(Source records)

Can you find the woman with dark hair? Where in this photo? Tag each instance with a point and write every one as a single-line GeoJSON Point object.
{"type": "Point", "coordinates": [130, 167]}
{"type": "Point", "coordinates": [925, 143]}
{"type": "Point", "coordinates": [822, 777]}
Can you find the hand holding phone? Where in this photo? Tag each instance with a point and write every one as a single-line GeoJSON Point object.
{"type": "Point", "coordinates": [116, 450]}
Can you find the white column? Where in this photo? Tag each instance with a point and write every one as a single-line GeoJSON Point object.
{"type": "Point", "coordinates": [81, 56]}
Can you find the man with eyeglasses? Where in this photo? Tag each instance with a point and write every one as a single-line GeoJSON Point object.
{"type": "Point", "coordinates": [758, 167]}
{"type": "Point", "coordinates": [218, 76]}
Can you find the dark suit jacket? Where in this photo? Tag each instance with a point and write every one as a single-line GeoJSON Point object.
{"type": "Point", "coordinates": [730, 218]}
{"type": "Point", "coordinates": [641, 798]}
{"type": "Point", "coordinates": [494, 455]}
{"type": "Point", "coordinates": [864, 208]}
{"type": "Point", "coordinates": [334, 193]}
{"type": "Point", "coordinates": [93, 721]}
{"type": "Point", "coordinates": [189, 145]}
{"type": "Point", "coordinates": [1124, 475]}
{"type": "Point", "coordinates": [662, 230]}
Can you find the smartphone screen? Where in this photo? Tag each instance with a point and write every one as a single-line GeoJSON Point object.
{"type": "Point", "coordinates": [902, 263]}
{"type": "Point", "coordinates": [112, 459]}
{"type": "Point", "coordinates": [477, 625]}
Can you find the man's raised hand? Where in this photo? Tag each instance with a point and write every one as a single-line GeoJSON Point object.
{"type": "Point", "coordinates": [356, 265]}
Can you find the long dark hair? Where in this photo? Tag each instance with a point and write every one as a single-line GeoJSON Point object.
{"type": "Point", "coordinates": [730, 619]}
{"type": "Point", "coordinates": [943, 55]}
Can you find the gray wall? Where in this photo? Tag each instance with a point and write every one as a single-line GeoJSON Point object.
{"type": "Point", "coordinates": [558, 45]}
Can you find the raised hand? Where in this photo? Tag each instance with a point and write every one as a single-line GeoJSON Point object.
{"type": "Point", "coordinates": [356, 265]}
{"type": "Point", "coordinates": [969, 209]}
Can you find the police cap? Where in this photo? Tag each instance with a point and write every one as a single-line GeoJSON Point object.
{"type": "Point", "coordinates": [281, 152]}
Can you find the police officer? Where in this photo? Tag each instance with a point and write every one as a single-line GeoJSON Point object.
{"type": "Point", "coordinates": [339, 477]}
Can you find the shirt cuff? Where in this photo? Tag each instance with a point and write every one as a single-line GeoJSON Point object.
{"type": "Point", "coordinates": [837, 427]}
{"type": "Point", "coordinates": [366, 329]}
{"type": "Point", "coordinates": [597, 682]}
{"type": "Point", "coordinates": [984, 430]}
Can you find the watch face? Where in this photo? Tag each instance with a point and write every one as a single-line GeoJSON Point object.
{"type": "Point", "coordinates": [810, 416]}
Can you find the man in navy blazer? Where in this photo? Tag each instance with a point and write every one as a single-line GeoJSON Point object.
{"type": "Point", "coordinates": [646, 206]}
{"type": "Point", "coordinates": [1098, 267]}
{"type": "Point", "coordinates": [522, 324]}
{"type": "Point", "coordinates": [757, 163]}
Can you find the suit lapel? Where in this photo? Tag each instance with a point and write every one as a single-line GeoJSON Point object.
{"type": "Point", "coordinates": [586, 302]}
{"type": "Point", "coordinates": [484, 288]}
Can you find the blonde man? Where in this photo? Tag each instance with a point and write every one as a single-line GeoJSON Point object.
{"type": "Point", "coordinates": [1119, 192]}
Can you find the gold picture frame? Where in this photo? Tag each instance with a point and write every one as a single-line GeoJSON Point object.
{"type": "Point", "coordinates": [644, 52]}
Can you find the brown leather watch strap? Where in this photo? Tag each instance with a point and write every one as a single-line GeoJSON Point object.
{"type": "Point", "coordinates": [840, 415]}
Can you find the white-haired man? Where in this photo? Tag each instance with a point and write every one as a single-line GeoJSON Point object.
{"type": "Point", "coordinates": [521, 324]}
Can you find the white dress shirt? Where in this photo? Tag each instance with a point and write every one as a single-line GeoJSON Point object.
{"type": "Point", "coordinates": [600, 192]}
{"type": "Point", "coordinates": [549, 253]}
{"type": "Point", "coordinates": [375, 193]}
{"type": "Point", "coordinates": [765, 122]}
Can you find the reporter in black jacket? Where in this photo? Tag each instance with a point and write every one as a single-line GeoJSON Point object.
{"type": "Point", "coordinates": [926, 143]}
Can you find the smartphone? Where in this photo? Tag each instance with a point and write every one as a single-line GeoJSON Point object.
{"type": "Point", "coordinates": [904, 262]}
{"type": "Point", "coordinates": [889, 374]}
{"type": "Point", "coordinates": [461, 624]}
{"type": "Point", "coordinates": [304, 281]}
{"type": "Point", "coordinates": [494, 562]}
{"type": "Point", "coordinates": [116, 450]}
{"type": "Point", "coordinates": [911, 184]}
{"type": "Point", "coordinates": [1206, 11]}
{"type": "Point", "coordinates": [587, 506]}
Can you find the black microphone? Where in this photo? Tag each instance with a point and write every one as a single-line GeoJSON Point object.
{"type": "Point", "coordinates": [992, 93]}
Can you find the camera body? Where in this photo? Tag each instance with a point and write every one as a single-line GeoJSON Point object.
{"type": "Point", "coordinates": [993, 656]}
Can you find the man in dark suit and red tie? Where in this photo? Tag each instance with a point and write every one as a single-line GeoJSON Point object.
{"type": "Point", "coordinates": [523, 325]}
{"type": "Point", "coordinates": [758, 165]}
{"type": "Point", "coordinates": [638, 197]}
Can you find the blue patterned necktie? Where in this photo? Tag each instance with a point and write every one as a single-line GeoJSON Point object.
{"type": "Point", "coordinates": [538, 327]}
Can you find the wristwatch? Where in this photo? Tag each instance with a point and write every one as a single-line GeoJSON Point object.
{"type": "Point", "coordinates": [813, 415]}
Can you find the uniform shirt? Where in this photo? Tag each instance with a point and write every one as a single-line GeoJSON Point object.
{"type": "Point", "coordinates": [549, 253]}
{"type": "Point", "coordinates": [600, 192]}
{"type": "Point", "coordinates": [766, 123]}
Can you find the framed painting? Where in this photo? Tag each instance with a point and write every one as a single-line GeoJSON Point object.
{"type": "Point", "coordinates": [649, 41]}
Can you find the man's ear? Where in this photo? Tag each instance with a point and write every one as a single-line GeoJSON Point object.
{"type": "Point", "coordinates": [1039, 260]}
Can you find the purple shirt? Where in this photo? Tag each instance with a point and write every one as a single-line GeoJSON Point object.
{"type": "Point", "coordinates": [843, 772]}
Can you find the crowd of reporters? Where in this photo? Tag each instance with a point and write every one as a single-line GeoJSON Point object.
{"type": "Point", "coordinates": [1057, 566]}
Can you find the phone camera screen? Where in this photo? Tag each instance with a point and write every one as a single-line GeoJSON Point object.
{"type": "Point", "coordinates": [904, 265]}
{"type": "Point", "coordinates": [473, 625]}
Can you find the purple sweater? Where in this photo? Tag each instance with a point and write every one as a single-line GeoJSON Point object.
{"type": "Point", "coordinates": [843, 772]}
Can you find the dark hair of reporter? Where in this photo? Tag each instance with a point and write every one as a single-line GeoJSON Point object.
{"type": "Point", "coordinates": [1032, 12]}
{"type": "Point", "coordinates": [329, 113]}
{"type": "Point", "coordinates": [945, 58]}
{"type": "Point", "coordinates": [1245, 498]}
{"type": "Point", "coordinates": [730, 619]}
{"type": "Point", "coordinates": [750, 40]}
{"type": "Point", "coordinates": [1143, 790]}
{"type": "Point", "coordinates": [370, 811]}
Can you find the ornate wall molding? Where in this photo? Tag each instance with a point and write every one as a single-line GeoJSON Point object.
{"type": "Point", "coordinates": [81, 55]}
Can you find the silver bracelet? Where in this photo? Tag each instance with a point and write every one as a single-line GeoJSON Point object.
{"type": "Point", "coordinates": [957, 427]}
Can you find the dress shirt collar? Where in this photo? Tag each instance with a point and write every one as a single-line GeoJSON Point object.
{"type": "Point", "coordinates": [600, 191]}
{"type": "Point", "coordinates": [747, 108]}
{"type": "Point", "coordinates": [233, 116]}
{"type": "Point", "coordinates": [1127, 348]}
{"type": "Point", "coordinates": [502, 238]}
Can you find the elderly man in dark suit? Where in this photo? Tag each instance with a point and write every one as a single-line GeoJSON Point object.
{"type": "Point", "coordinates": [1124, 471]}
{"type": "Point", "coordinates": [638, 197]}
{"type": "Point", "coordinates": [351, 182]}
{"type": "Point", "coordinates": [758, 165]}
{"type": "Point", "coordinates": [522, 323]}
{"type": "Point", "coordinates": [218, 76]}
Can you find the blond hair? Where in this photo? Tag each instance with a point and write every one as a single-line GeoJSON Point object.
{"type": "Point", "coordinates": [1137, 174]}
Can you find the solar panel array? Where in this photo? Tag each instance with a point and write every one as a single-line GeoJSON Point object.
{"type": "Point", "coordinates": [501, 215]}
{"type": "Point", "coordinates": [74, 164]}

(End Source records)

• _Problem details_
Write out exactly the lines that run from the one containing "Can you find the blond hair?" to the end of the records, both end lines included.

• _Answer for this exercise_
Can you find the blond hair? Where in this photo? Tag each instance with a point and write every one as a single-line GeoJSON Point object.
{"type": "Point", "coordinates": [1137, 174]}
Can you find the solar panel array? Where in this photo? Tag each instance with a point and write every one as a single-line GeoJSON Point object.
{"type": "Point", "coordinates": [501, 215]}
{"type": "Point", "coordinates": [74, 164]}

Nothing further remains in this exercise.